EXETER, ENGLAND — The benefits of complementary therapies such as hypnotherapy are likely to be underestimated when they are evaluated using conventional clinical trial designs and outcome measures, according to Lesley M. Roberts, M.D., of the department of primary care, University of Birmingham (England).
Gut-directed hypnotherapy has been found effective in more than a dozen studies during the past 20 years. But a clinical trial in which 81 patients with irritable bowel syndrome (IBS) were randomized to hypnotherapy or usual care by a primary care physician found little difference between the two.
Was this a case of “right intervention, wrong outcome?” Dr. Roberts asked at a symposium on alternative and complementary therapies that was sponsored by the universities of Exeter and Plymouth. “My background is in conventional medicine, so we chose conventional tools for the study—symptom scores and [an] IBS quality of life tool,” she explained.
Such disease-specific tools are allegedly more sensitive than generic tools for evaluating conventional therapies.
Patients in the study had gastroenterologist-confirmed IBS of 6 weeks' duration or longer and had failed at least one conventional treatment. They were evaluated at baseline and at 3, 6, and 12 months.
Both groups improved during the trial. Symptom scores, pain, and diarrhea were significantly superior in the hypnotherapy group at 3 months, but the difference was not maintained over time.
There were no between-group differences at any time point for constipation or quality of life.

> _PROBLEM STATEMENT_
Continue the report on hypnotherapy for irritable bowel syndrome from the point where it stops. The listing that comes after is separate material and has no connection to the hypnotherapy report.

> _SUPPLIED DATA_

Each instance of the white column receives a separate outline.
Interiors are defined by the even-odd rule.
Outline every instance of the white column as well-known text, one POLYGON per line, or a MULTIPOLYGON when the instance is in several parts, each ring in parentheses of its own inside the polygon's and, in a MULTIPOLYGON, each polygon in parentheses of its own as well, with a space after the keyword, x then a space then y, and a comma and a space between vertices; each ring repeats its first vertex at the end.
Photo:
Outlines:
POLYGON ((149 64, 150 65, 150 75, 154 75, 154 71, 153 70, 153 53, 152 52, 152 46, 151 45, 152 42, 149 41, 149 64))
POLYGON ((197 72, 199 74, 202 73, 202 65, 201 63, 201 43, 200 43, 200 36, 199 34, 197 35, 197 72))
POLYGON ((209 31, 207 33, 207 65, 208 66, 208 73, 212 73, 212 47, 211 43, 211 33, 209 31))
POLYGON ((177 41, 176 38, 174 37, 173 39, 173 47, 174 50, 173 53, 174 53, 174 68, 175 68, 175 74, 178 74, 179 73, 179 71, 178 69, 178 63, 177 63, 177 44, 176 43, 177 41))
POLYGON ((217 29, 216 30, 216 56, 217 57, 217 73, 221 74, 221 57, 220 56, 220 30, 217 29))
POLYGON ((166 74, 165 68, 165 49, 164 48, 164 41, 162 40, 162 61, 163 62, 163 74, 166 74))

> _RESPONSE TO THE EXERCISE_
Yet “when we asked patients in the hypnotherapy group about their experiences, 81% reported definite improvement, 55% reported improvement greater than they had anticipated, and 91% would recommend gut-directed hypnotherapy to their friends,” Dr. Roberts said. “Did our study miss some important benefits? Patients were saying they felt better. The treatment was very helpful for mental well being, and it gave them control—all generic quality of life concerns. Yet we didn't pick up any quality of life benefit using the IBS-specific quality of life tool.”
Perhaps complementary and alternative medicine research should use more generic outcome measures, such as the subjective assessment questionnaire used in the Manchester protocol. “I think the benefit of hypnotherapy is that patients are better able to cope, not that they necessarily have fewer symptoms. They feel empowered,” she said.
“If I were to do this again I would do lots of pilot work, qualitative work, and I definitely would use generic rather than disease-specific outcome measures because I think that is the mechanism by which a lot of complementary therapies work,” Dr. Roberts said.